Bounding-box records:
****************************************

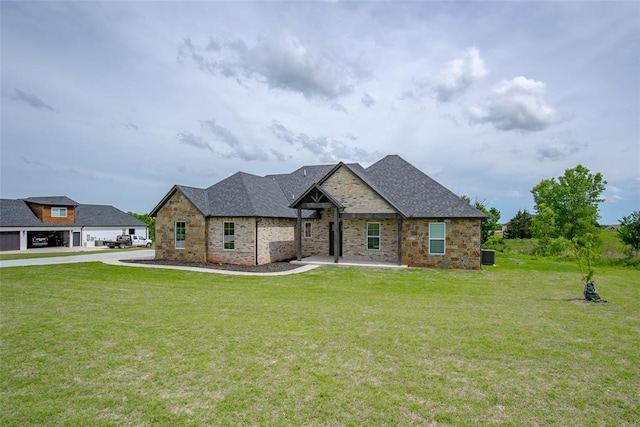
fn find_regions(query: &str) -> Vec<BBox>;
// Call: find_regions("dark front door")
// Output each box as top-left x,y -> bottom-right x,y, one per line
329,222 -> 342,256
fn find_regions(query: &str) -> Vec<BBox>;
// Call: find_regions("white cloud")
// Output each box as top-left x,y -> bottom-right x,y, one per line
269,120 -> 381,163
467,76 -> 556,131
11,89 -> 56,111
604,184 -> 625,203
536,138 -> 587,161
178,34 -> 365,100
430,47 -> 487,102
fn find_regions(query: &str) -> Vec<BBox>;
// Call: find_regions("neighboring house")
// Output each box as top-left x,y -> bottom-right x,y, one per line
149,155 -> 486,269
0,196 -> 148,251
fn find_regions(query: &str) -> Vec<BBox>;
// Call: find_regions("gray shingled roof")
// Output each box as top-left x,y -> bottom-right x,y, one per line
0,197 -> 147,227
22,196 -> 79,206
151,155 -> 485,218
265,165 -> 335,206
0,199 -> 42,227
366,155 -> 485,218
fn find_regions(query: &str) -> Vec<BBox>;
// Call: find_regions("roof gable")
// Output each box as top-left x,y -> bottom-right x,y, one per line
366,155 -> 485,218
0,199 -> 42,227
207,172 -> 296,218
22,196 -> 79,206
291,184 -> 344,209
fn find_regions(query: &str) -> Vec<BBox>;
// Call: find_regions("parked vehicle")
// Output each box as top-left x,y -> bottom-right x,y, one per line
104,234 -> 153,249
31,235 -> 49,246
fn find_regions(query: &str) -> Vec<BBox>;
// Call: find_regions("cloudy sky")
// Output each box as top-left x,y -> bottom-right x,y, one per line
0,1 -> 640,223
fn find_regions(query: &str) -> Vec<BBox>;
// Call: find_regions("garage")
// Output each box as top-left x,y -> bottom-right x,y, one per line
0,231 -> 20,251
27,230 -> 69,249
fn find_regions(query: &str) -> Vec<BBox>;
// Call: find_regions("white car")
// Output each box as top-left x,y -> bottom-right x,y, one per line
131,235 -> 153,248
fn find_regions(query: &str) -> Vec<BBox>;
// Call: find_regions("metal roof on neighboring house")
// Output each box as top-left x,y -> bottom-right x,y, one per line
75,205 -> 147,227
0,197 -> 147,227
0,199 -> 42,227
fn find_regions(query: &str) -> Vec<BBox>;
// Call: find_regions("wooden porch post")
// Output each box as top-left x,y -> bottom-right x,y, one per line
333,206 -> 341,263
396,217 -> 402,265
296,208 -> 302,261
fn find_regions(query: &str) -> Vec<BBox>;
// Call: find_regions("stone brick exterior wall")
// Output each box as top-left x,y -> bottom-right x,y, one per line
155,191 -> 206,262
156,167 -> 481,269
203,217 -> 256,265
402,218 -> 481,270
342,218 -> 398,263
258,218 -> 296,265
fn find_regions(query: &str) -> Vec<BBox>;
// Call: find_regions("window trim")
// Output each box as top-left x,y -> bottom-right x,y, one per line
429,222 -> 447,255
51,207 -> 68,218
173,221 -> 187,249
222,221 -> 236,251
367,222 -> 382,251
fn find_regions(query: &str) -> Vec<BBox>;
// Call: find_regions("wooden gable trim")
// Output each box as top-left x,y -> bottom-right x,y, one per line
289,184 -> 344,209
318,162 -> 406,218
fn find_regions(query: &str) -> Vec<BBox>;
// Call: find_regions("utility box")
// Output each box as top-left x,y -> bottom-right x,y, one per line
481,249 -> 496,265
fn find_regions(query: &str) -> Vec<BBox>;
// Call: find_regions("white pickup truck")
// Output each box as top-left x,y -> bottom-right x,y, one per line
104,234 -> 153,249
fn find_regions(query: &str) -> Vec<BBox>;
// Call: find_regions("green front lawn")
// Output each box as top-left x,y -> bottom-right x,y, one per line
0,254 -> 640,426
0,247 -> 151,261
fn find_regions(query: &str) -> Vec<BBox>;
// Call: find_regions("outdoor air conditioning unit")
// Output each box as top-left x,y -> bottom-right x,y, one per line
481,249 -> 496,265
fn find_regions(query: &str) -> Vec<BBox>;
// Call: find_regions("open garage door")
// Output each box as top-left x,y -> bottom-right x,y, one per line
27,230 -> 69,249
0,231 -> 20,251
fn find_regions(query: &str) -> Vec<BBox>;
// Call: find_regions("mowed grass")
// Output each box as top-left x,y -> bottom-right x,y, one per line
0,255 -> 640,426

****************************************

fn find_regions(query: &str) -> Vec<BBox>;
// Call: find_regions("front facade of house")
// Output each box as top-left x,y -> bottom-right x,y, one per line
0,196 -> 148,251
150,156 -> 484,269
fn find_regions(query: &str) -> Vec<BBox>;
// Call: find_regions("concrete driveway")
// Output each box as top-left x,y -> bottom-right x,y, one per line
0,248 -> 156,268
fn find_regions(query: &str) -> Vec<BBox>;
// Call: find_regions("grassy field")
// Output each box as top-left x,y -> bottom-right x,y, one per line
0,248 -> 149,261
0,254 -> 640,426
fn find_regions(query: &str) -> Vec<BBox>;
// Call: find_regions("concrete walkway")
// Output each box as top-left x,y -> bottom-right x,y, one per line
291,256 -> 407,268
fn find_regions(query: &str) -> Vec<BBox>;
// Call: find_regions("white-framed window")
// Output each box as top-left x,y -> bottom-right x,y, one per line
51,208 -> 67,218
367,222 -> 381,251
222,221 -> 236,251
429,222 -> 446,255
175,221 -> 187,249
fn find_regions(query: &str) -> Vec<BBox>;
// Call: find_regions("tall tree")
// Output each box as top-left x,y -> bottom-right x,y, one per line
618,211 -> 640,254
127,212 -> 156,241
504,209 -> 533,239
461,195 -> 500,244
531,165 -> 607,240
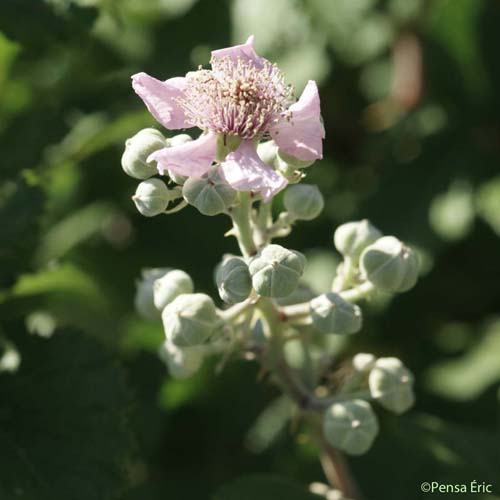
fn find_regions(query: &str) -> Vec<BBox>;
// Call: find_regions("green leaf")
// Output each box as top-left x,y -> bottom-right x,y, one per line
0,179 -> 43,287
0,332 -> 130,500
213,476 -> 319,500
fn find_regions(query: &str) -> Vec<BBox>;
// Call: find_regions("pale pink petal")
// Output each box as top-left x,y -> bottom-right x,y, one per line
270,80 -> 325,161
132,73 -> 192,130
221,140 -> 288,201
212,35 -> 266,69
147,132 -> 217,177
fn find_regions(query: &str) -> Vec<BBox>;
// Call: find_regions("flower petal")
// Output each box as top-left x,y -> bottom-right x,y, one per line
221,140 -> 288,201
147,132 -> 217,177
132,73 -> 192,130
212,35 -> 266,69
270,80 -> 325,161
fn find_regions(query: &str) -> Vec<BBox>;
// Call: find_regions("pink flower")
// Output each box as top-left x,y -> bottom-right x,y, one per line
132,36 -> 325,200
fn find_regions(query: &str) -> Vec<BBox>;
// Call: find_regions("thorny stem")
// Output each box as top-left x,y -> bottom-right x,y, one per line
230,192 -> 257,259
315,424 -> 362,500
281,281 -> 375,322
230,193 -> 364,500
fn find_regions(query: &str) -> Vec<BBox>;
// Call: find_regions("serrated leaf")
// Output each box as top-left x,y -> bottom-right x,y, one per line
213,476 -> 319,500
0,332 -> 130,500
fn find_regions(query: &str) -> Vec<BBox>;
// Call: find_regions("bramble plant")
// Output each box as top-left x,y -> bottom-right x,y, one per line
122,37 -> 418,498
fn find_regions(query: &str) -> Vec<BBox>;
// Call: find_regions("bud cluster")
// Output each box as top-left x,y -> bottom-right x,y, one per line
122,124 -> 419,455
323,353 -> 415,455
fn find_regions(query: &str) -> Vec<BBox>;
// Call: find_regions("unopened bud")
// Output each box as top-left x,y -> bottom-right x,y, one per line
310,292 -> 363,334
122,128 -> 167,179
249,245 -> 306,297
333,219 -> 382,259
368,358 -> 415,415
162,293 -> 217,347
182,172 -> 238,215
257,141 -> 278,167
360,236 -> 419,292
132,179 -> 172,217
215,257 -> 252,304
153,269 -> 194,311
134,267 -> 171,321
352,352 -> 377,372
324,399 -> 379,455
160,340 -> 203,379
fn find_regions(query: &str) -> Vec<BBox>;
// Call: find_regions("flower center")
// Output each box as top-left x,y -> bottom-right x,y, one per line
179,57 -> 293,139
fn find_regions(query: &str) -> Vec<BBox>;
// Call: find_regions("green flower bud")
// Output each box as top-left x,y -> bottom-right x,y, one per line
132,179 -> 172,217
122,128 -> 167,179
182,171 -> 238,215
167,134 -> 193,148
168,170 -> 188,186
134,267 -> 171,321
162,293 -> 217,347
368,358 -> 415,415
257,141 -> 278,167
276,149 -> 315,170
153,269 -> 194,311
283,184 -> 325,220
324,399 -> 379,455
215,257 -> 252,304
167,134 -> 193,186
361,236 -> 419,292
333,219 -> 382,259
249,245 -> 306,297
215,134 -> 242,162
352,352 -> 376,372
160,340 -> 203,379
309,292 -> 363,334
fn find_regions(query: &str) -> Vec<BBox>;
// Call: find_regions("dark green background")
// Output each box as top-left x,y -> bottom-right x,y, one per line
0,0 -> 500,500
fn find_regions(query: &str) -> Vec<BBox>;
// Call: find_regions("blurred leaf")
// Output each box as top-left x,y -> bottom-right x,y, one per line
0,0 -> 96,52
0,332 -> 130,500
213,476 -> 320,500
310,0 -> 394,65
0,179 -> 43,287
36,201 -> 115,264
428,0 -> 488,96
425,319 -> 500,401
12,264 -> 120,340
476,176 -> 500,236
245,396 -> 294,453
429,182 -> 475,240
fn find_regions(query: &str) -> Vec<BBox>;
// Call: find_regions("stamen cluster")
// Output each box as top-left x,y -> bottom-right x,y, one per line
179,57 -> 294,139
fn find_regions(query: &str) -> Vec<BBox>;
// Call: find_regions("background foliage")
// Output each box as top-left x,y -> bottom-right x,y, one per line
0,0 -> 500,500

****************************************

▶ **DIRECTION**
How many lines in the records contain the string "green"? Reply with the number alone.

▶ **ANSWER TO THE PROBLEM**
4